In addition to weaknesses in reading and academic skills, students with ADHD may have weaknesses in learning and study strategies. A recent study (Reaser, Prevatt, Petscher, & Proctor, 2007) found that college students with ADHD reported greater levels of difficulty than peers in note taking, outlining, summarizing information, and test taking. Students with ADHD also reported more difficulties with time management, use of appropriate test strategies, selecting the main ideas, and concentration. Finally, they tended to possess a negative attribution style with regard to their test performance as well as motivational deficiencies, including less persistence and preference for easier work. DuPaul et al. (2004) further indicated that classroom behaviors such as motivation, study skills, and academic engagement may mediate the lower test scores of this group. Some have explained the academic skill and procedural problems of students with ADHD in terms of deficits in executive functioning (eg. Barkley, 1997, 2006).

Stored data:

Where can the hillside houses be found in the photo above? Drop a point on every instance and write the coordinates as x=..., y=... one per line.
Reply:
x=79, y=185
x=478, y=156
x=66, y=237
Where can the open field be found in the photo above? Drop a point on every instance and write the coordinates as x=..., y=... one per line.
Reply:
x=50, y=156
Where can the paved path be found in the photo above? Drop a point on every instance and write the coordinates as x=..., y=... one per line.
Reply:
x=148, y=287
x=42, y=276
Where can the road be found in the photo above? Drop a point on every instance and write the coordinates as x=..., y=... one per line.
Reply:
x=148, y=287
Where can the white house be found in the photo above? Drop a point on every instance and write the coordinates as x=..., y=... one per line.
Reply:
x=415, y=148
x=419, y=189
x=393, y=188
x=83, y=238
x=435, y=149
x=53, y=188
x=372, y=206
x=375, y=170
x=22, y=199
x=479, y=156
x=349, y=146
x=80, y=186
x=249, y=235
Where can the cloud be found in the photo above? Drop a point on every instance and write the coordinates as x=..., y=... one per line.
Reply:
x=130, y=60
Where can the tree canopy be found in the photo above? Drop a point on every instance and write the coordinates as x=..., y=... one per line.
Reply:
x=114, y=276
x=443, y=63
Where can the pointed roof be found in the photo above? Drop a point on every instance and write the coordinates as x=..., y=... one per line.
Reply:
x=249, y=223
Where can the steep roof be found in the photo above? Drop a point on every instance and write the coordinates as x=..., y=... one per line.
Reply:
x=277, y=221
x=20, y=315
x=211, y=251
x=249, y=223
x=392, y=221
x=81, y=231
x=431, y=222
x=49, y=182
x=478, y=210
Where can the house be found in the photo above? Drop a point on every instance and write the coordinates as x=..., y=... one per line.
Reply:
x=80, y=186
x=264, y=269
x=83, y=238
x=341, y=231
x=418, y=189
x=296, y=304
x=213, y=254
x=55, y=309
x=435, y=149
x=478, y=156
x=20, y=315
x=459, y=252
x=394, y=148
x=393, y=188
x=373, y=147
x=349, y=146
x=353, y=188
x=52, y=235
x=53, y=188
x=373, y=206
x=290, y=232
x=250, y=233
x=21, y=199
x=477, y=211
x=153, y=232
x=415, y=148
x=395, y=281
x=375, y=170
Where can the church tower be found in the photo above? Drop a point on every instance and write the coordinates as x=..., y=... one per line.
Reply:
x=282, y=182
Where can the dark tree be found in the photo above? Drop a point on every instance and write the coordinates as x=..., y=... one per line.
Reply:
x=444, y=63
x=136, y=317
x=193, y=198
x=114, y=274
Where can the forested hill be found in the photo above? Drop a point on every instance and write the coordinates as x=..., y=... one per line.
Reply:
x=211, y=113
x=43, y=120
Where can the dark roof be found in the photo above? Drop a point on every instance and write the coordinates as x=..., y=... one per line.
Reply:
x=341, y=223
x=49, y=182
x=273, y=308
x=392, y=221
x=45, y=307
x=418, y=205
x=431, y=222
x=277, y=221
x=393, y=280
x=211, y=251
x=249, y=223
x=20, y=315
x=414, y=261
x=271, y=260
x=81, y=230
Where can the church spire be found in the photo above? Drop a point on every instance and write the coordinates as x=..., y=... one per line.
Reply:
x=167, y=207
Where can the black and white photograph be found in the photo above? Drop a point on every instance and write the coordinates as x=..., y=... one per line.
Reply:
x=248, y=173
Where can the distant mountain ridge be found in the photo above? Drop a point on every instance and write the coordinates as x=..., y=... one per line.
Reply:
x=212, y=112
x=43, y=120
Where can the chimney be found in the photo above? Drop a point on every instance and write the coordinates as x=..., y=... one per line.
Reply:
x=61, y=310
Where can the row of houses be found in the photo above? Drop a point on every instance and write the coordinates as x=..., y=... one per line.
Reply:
---
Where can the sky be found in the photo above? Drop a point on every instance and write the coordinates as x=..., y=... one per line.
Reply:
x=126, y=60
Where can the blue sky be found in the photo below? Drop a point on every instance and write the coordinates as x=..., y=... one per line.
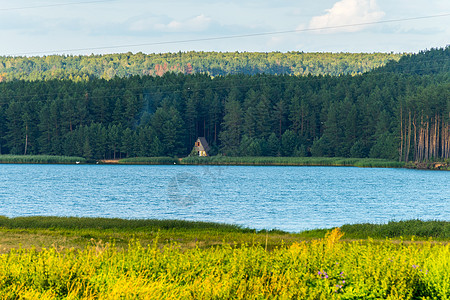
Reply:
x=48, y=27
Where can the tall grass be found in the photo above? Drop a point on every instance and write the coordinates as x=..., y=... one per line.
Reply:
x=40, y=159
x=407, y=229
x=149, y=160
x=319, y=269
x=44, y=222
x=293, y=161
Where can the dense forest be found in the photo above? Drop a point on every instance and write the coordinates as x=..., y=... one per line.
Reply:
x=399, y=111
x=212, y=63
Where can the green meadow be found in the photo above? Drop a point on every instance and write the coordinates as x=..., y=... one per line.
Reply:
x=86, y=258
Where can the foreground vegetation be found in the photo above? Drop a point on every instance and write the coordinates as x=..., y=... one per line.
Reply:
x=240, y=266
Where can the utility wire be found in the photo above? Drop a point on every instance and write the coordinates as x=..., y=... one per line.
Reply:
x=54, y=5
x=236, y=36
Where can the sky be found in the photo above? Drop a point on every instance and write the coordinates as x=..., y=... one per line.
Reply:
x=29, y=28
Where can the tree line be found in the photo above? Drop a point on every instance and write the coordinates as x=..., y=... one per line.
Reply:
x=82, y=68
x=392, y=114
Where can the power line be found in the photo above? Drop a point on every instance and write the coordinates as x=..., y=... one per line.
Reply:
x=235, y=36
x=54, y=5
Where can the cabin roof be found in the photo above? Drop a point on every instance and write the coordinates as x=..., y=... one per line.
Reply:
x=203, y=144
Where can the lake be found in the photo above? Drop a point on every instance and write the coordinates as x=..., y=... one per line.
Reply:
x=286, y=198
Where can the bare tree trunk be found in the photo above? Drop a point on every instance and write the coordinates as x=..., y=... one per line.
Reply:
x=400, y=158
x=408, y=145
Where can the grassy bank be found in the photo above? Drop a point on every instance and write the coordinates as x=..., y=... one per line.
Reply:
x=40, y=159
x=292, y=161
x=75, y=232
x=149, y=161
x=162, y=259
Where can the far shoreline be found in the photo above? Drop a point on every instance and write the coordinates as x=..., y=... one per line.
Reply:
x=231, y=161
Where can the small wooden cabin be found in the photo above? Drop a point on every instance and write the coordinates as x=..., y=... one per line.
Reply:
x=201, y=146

Study questions:
**A)** Answer these questions from the passage on students with ADHD:
(i) In the 2007 study, in which four activities did college students with ADHD report greater difficulty than their peers?
(ii) Which two motivational deficiencies does the passage list?
(iii) In terms of what have some explained the academic skill and procedural problems of these students?
**B)** Proceed with the passage on students with ADHD, continuing after its final sentence.
The material above comes from a different source than the passage on students with ADHD.

Activity answers:
**A)**
(i) Note taking, outlining, summarizing information, and test taking.
(ii) Less persistence and a preference for easier work.
(iii) Deficits in executive functioning.

**B)**
Another factor that could affect the test performance of students with ADHD, particularly on high-stakes tests such as the SAT, is test-related anxiety. Individuals with ADHD have a greater likelihood of anxiety disorders than the general population (Barkley, 2006). It could be the case that a high-stakes test situation exacerbates anxiety for these individuals. In a meta-analysis, Hembree (1988) reviewed more than 500 studies on text anxiety, finding that it was consistently associated with lower performance on tests, as well as with lower GPAs and standardized test scores (d = 0.52). However, it is difficult to determine whether anxious students perform worse due to their anxiety or whether poorer performance on tests heightens an individual’s anxiety regarding performance.
If students with ADHD do indeed have skill and strategy weaknesses coupled with negative self-perceptions and anxiety, they may be at a disadvantage on standardized tests. Many high-stakes tests involve reading comprehension, and this is a skill area shown to be weak in students with ADHD. The purpose of the current study was to examine test-taking skills, strategies, and perceptions in college students with and without ADHD to determine ways in which these students differ when taking standardized tests. We expected college students with ADHD to perform more poorly than peers on various measures of reading and test-taking abilities and to have more negative self-perceptions of their test performance.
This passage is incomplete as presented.